◆ **WRITTEN REQUEST 1**
According to the Cape Wind article, which agency approved the project in April 2011?
◆ **WRITTEN REQUEST 2**
Duplicate a stretch of the Cape Wind article word for word, beginning at the words "Another example of" and stopping after "of the Sound.".
◆ **WRITTEN REQUEST 3**
Pick up the Cape Wind article after its last sentence and write the next part.

◆ **SOURCE PASSAGE**
--- BEGIN ---

CAPE WIND OFFSHORE WIND PROJECT

     Another example of interminable delays to a project involving the federal government and the state of Massachusetts is the Cape Wind Project, a project to site offshore wind generators in Nantucket Sound, just south of the Massachusetts and Cape Cod coastline. It’s a project that's been a glaring symbol of Not In MY Back Yard (NIMBY) and opposition to offshore wind power in general. In April of 2011 the Cape Wind Project, finally received approval from the Bureau of Ocean Energy Management, Regulation and Enforcement (BOEMRE), after some 10 years of regulatory and legal battles, brought on mainly by wealthy Cape Cod residents who opposed the project because it would impair their view of the Sound.

     While it's good news for wind advocates, it's worth noting that many green power projects like solar plants in the Mojave Desert and wind farms across the Midwest have encountered similar opposition. When you do something that impacts large amounts of land, many people have an interest in stopping or shaping the project.

     According to BOEMRE, the project, first put forward in 2001, went through "an unprecedented level of environmental and regulatory analysis" and "a thorough review of environmental impacts," including impacts on birds, fish, marine mammals and sea turtles. Some would interpret this to mean an inordinate amount or bureaucratic red tape that resulted in a 10 year delay of a project designed to reduce atmospheric pollution and lessen American dependence of foreign oil. Others would say that birds, fish, marine mammals and sea turtles take precedence over human beings.

     Think a 10 year delay in starting a project of this importance is more than enough? Think again. In spite of the government approval, opponents of the Cape Wind Project warned backers of the wind farm not to "declare victory in a battle that is far from over" and reminded project backers that the project is still the subject of 11 separate lawsuits and appeals.

--- END ---

◆ **RECORD SET**
--- BEGIN ---

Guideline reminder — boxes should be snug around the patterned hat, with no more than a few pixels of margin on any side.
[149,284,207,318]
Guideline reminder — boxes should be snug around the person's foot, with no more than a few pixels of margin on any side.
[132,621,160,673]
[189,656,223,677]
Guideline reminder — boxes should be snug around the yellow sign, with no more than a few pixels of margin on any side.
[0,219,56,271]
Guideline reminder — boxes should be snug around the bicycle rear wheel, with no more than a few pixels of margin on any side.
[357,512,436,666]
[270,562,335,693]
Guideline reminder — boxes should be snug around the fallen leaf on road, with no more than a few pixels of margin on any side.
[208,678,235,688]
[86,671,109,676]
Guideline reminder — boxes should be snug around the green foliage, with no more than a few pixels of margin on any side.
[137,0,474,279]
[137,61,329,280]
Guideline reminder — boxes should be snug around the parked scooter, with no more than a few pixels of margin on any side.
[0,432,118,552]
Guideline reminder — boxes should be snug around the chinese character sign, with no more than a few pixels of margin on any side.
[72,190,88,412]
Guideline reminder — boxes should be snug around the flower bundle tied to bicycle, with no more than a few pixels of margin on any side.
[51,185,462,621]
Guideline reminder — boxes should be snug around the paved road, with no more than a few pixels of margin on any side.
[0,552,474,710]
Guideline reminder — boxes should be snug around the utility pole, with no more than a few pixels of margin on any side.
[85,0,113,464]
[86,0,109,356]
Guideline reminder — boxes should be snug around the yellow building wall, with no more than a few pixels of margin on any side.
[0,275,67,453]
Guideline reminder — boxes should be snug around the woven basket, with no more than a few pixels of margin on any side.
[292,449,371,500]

--- END ---

◆ **RESPONSE 1**
The Bureau of Ocean Energy Management, Regulation and Enforcement (BOEMRE) approved it.

◆ **RESPONSE 2**
Another example of interminable delays to a project involving the federal government and the state of Massachusetts is the Cape Wind Project, a project to site offshore wind generators in Nantucket Sound, just south of the Massachusetts and Cape Cod coastline. It’s a project that's been a glaring symbol of Not In MY Back Yard (NIMBY) and opposition to offshore wind power in general. In April of 2011 the Cape Wind Project, finally received approval from the Bureau of Ocean Energy Management, Regulation and Enforcement (BOEMRE), after some 10 years of regulatory and legal battles, brought on mainly by wealthy Cape Cod residents who opposed the project because it would impair their view of the Sound.

◆ **RESPONSE 3**
     So, the Cape Wind Project is finally on its way after some 10 years of bureaucratic delays and legal maneuvering. Not so fast! Just some 6 months after the announcement of the project overcoming its last hurdles and obtaining final BOEMRE approval, a federal appeals court shot down the Federal Aviation Administration’s (FAA) official position that the offshore power project’s tall wind turbines posed “no hazard” to passing planes. The court remanded the FAA’s findings back to the agency in spite of the fact that the FAA had reviewed the Cape Wind Project for some eight years and repeatedly determined that the project did not pose a hazard to air navigation. This is yet another perfect example of “death by a thousand cuts”. The multi-year FAA study and its report should have ended the issue of safety to air navigation. Who is better qualified to determine air safety than the government’s own impartial Federal Aviation Administration that is charged with maintaining air safety? - certainly not a federal appeals court and not the biased opponents of the project.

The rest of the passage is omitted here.